- TASK GOAL: Could you quote, exactly as they stand, the lines running from the one with "A single pin marks each instance of the chandelier candle" to the final line of the material?
--- BEGIN MATERIAL PROVIDED ---
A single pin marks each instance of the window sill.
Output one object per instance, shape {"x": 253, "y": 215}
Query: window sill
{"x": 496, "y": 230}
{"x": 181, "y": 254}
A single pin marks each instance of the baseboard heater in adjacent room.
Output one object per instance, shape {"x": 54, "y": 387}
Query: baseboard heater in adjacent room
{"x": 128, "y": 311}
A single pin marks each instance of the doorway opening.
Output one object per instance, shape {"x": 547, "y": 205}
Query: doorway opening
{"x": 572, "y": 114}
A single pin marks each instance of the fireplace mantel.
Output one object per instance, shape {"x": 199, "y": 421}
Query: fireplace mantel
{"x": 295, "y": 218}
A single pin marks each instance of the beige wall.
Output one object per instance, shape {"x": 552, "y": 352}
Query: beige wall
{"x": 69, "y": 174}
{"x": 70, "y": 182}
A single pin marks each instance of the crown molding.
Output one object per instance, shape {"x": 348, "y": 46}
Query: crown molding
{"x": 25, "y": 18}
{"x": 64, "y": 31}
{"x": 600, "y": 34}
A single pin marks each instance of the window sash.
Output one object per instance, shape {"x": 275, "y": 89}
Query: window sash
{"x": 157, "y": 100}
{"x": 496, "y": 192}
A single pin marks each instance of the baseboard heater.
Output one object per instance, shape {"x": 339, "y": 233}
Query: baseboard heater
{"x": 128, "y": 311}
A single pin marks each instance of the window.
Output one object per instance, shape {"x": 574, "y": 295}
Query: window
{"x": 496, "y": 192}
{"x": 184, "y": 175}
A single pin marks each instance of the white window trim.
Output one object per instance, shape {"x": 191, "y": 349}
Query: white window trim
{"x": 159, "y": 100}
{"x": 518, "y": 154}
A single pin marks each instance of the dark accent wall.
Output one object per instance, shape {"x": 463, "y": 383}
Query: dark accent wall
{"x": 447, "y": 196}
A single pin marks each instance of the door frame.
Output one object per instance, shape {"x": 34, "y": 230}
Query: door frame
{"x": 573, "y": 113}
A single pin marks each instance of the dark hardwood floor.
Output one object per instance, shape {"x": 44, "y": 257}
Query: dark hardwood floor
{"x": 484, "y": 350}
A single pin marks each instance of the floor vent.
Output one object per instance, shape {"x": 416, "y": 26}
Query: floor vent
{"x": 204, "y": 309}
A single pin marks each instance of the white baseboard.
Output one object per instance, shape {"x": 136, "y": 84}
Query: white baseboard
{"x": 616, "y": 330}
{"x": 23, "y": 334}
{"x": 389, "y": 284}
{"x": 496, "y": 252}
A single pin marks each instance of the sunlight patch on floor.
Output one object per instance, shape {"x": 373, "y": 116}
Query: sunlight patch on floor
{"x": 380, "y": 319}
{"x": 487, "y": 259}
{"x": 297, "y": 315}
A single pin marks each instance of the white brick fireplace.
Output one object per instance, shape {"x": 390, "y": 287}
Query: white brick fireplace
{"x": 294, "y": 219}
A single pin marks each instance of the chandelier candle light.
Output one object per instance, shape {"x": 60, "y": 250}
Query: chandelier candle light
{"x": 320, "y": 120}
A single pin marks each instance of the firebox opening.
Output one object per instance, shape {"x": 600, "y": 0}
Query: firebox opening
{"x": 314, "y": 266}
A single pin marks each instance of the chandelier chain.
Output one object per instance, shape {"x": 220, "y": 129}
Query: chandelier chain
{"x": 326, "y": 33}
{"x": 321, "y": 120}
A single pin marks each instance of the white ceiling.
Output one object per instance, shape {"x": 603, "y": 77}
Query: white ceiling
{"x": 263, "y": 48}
--- END MATERIAL PROVIDED ---
- EXERCISE SOLUTION:
A single pin marks each instance of the chandelier candle light.
Output one object per instance, shape {"x": 60, "y": 250}
Query: chandelier candle light
{"x": 320, "y": 120}
A single pin marks each instance of the firebox opening.
Output one object per instance, shape {"x": 600, "y": 0}
Query: firebox opening
{"x": 314, "y": 266}
A single pin marks each instance of the chandelier chain.
Output one object per instance, shape {"x": 220, "y": 129}
Query: chandelier chain
{"x": 326, "y": 33}
{"x": 321, "y": 120}
A single pin marks each instance of the white ceiling.
Output one object per instance, shape {"x": 603, "y": 77}
Query: white ceiling
{"x": 263, "y": 48}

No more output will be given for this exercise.